### [Data]

--

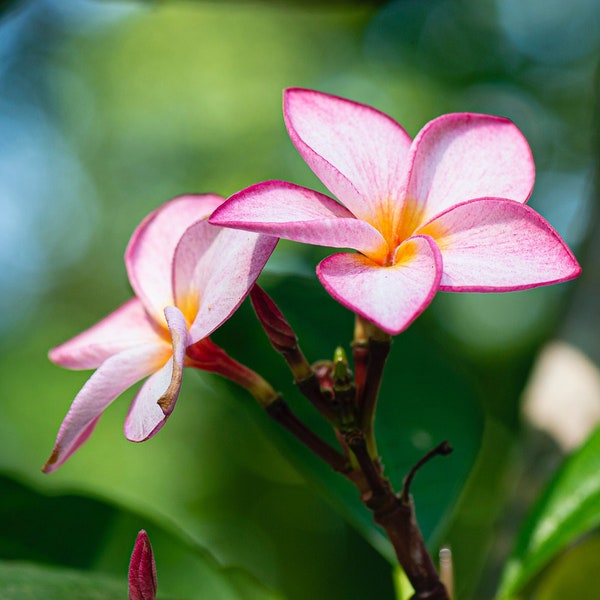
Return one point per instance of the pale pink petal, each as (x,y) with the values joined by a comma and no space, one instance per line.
(493,244)
(391,297)
(157,397)
(296,213)
(359,153)
(150,252)
(113,377)
(462,156)
(193,257)
(126,327)
(238,259)
(214,271)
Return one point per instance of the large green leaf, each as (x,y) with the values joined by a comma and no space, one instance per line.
(424,399)
(77,531)
(569,508)
(24,581)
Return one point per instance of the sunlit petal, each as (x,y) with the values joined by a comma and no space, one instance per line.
(296,213)
(126,327)
(226,276)
(391,297)
(359,153)
(112,378)
(149,255)
(462,156)
(493,244)
(157,397)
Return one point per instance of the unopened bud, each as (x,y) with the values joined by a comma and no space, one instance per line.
(142,570)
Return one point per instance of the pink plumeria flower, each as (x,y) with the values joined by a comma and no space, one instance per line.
(189,277)
(142,570)
(445,211)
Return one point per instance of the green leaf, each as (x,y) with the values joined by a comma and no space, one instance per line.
(574,574)
(424,400)
(23,581)
(569,508)
(76,531)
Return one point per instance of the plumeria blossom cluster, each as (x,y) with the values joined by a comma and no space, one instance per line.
(445,211)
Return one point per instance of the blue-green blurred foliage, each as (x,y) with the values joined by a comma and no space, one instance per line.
(107,109)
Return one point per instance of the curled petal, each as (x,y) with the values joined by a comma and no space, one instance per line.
(462,156)
(391,297)
(157,397)
(493,244)
(112,378)
(126,327)
(359,153)
(149,255)
(296,213)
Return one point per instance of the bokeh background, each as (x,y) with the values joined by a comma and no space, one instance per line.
(108,109)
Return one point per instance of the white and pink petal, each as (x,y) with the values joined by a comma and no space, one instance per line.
(462,156)
(126,327)
(149,255)
(296,213)
(358,152)
(494,244)
(225,276)
(157,397)
(112,378)
(391,297)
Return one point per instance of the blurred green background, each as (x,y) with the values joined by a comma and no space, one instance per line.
(107,109)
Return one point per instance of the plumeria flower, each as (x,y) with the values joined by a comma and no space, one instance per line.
(189,277)
(445,211)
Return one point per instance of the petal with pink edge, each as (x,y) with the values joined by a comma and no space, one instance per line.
(149,255)
(126,327)
(462,156)
(297,213)
(113,377)
(157,397)
(214,273)
(391,297)
(359,153)
(493,244)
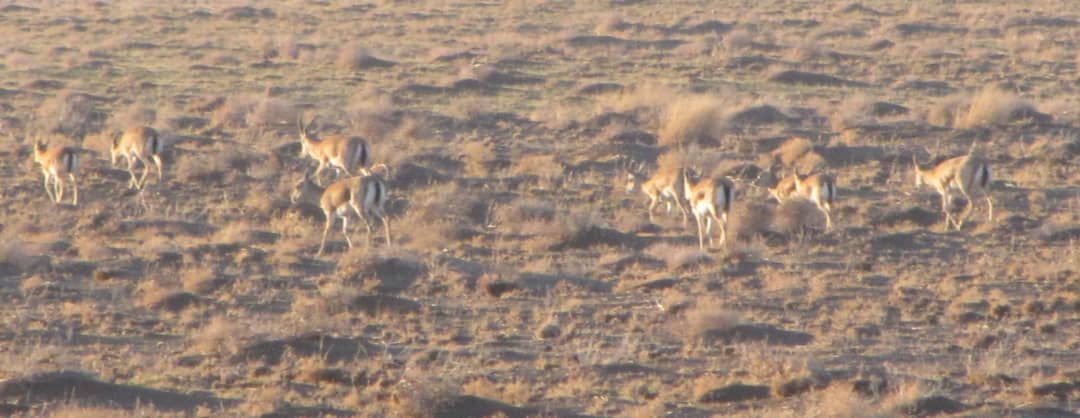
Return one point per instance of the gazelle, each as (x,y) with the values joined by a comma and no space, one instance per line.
(663,186)
(818,188)
(348,153)
(142,144)
(364,194)
(966,173)
(56,163)
(710,200)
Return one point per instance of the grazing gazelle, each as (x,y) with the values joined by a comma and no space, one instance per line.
(365,196)
(966,173)
(348,153)
(662,187)
(710,200)
(56,163)
(818,188)
(140,144)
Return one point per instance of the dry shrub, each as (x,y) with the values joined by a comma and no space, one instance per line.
(220,335)
(423,394)
(948,110)
(796,215)
(738,39)
(135,115)
(792,150)
(994,106)
(648,100)
(750,220)
(691,120)
(677,257)
(477,157)
(70,113)
(543,165)
(707,315)
(356,57)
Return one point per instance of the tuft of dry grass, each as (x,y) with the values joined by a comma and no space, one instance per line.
(691,120)
(677,257)
(795,216)
(994,106)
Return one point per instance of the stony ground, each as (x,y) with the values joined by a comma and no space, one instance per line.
(523,280)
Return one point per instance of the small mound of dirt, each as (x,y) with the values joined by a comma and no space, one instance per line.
(759,116)
(914,215)
(934,405)
(795,77)
(474,406)
(602,88)
(736,392)
(329,348)
(592,236)
(374,305)
(176,301)
(71,387)
(758,333)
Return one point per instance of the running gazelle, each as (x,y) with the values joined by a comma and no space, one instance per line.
(710,200)
(966,173)
(818,188)
(140,144)
(56,163)
(364,196)
(348,153)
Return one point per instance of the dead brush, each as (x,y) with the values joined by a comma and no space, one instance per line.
(796,216)
(692,120)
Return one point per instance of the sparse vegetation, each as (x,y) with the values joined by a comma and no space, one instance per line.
(523,280)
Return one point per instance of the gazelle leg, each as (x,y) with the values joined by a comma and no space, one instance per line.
(326,231)
(345,230)
(75,190)
(157,161)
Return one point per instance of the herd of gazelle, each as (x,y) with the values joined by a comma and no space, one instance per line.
(361,192)
(710,199)
(364,193)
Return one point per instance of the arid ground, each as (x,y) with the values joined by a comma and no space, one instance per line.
(523,280)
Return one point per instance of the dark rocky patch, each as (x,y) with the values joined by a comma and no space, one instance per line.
(737,392)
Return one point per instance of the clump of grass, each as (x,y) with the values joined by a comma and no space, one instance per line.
(709,315)
(691,120)
(135,115)
(994,106)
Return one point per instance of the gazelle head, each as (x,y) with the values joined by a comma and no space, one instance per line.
(305,190)
(634,177)
(115,149)
(919,176)
(306,135)
(39,150)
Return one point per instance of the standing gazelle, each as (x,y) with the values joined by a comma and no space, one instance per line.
(964,173)
(818,188)
(140,144)
(663,186)
(710,200)
(348,153)
(56,163)
(365,196)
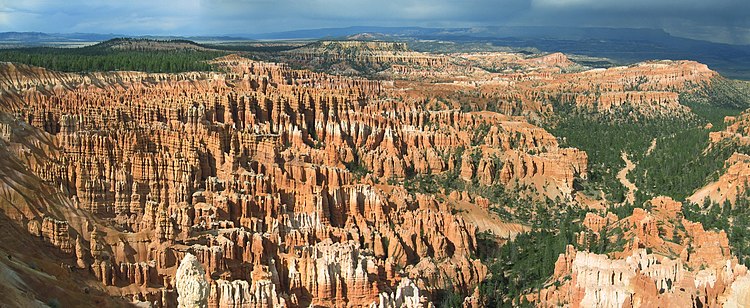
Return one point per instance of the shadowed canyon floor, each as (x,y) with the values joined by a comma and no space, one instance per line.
(259,185)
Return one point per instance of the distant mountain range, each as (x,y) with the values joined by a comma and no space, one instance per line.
(619,44)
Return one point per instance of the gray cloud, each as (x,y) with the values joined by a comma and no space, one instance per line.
(718,20)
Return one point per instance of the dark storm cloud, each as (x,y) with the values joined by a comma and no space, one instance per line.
(718,20)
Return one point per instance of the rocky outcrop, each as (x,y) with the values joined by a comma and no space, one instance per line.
(730,186)
(660,265)
(289,187)
(190,283)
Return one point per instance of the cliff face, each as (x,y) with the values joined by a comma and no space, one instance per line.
(730,186)
(666,261)
(250,172)
(287,187)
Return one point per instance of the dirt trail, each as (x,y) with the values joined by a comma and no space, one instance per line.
(623,177)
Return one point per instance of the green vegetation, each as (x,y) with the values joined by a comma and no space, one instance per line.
(735,221)
(102,58)
(524,265)
(605,138)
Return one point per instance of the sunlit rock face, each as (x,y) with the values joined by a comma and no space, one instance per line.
(660,265)
(283,187)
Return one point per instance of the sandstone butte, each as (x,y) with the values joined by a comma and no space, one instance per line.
(128,185)
(661,266)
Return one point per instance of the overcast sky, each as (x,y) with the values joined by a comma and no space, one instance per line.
(716,20)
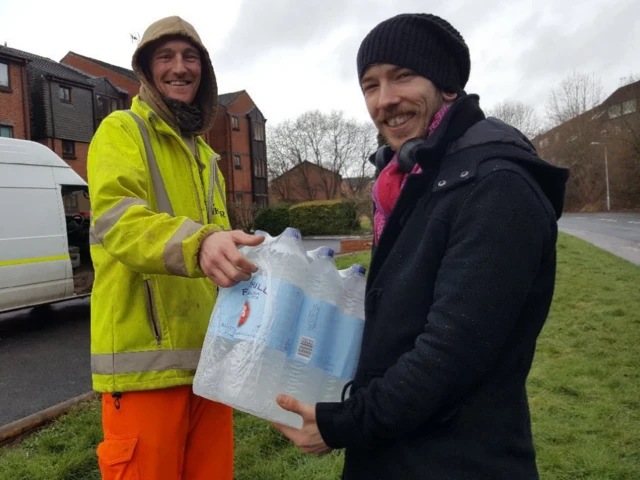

--

### [Exercise details]
Both the line containing "Return one point per instance of the overcast" and the last line of the records above belong in the exact copy, along with every line between them; pictures do not.

### [Output below]
Return one point per instance of the overcast sky, each as (x,y) with the values joined by a comma and no space, one instance per line.
(716,20)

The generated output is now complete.